Quote exactly, and only, the lines from the one with "[point] every instance of the brass" through the end of the listing.

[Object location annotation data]
———

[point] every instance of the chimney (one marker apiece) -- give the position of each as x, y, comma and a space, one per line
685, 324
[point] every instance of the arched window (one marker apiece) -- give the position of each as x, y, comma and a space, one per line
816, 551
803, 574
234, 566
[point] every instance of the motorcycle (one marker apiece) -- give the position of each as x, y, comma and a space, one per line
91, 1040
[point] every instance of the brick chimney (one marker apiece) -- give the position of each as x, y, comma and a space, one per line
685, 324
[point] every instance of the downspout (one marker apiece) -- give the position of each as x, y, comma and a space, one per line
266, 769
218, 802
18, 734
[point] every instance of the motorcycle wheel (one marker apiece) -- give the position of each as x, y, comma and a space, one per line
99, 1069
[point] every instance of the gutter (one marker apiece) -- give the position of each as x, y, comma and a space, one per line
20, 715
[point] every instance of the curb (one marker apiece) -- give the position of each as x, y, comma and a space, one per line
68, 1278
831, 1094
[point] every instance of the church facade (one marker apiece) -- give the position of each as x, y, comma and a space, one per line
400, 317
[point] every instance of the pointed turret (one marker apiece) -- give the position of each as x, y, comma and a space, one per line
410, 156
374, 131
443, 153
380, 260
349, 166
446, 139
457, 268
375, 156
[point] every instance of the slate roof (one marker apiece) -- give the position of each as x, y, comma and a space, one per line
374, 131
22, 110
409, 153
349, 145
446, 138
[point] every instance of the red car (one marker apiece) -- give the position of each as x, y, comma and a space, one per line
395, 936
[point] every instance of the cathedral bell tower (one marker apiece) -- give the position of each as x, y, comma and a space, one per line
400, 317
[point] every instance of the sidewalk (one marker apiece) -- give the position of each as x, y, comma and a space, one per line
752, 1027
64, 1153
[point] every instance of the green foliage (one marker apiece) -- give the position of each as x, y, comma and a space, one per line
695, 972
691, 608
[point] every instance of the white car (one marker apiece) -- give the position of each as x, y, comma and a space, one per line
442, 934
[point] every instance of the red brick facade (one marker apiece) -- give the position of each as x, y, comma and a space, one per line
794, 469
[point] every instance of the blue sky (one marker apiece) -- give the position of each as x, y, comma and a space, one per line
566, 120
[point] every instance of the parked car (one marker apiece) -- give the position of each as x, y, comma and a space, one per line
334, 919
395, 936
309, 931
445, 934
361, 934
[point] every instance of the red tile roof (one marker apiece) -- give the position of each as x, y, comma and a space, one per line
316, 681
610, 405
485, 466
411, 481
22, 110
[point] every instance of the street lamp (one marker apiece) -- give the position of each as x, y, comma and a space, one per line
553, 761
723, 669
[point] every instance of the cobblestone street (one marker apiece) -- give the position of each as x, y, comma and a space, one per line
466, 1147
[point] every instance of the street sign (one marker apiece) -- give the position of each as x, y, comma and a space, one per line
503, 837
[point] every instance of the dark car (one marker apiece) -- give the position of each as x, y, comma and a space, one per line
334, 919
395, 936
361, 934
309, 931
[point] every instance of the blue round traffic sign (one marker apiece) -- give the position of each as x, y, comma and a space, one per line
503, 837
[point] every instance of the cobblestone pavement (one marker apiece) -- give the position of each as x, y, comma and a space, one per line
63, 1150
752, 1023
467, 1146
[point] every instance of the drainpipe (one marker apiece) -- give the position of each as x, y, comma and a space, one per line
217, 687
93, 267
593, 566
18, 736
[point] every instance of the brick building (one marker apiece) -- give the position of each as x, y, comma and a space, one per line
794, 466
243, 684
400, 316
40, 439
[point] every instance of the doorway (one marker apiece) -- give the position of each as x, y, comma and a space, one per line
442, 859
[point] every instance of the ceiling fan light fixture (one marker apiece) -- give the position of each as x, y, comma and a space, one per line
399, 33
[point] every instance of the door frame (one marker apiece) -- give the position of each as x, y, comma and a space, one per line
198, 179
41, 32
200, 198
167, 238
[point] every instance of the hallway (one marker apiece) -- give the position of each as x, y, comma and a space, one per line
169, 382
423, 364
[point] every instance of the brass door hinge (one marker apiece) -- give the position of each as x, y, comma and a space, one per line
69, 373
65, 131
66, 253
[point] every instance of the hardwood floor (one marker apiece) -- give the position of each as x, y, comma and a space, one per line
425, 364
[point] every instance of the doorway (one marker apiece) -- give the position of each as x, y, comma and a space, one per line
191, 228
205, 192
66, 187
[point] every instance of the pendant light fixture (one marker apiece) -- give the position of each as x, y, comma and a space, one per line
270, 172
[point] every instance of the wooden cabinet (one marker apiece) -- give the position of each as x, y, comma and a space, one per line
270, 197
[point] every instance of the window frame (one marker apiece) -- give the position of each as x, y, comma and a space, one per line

———

> SOLUTION FOR THIS EXERCISE:
[point] every instance of the brass door hinge (one marker apiece) -- give the position of each as x, y, comma and a space, one per line
69, 373
65, 131
66, 253
[point] every instance of the hardwood floor (one marker apiece) -- give the position of each as x, y, comma and a space, one per line
425, 364
[point] every instance of the doorway (one marker apiece) -- give the position of each as x, y, comma and a space, one per line
191, 228
205, 192
66, 187
[point] every instance of the pendant light fixture (one marker apiece) -- give the position of each as x, y, comma and a space, one per line
270, 172
[point] every instance of the wooden cabinet (one marker apiece) -- give the position of each as x, y, comma and a space, one per line
270, 197
[point] every instance of the window frame (one marker apiece) -- give the position of each as x, y, comma and a space, one per line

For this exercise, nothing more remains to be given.